Reproduce the items below starting at the line containing "Question: Can you give the bounding box of the horse's neck?" and ending at the line containing "[[51, 75, 131, 166]]", requests included, and output nothing else. Multiply every bounding-box coordinate in the answers by 0.65 and round it to a whole number, halves up, but keep the numbers in the requests and their format samples unchanged.
+++ SUPPLIED ENTRIES
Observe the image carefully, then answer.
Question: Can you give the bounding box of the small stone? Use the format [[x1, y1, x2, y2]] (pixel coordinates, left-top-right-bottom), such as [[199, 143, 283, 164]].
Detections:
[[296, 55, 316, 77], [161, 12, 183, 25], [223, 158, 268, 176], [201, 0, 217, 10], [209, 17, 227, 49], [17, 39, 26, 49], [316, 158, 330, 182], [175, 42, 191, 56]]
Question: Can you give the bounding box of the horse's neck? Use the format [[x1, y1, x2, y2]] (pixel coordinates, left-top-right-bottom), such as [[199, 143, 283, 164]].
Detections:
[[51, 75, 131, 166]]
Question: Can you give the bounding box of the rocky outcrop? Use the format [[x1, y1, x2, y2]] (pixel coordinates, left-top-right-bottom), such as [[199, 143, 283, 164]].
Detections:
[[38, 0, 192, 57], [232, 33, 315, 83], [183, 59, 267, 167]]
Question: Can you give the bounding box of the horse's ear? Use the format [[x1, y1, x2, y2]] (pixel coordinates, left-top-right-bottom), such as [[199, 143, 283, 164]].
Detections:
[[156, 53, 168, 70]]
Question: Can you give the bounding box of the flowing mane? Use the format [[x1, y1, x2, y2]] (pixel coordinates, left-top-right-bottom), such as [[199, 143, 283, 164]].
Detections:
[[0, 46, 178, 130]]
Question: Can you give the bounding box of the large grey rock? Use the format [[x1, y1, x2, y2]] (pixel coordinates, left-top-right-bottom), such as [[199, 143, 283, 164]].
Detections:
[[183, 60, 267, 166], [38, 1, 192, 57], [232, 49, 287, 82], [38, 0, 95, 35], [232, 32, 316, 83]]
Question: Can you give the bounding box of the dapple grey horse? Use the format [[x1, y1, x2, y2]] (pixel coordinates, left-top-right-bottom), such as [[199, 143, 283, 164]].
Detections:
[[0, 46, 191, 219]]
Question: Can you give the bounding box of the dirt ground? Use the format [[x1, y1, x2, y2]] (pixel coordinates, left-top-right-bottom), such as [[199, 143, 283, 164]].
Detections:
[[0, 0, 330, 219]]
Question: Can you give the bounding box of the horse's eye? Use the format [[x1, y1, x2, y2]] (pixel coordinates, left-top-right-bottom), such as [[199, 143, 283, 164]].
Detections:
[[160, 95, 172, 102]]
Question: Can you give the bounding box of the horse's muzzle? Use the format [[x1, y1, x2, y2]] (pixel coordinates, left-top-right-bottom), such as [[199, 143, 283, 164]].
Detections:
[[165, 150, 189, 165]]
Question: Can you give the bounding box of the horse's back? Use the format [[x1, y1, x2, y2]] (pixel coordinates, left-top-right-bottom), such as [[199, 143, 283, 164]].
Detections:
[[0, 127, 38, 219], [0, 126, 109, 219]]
++++++
### OUTPUT BELOW
Question: Can you give the bounding box of the horse's neck? Use the format [[x1, y1, x2, y2]] (pixel coordinates, left-top-right-bottom), such as [[199, 143, 283, 164]].
Detections:
[[33, 49, 85, 108]]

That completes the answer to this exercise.